[Opening Records for the exercise section]
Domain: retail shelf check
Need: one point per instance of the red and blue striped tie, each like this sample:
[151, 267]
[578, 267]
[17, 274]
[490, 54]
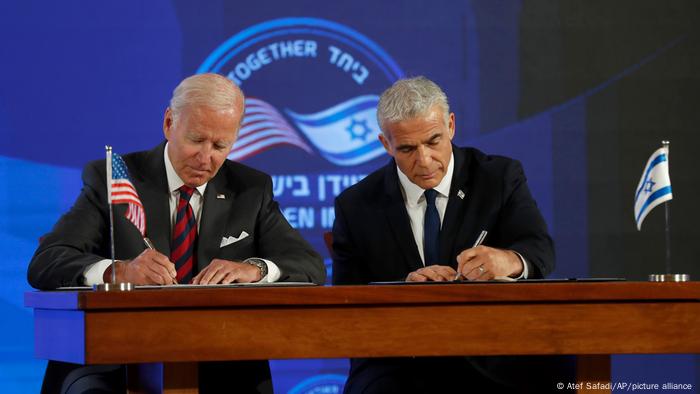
[Closing Records for the exercise section]
Exercise: All the records above must be retyped exactly, except for their pictures.

Answer section:
Domain: retail shelf check
Need: one point per instance of the red and blue striped tie, each like this sample:
[151, 267]
[578, 267]
[17, 274]
[490, 54]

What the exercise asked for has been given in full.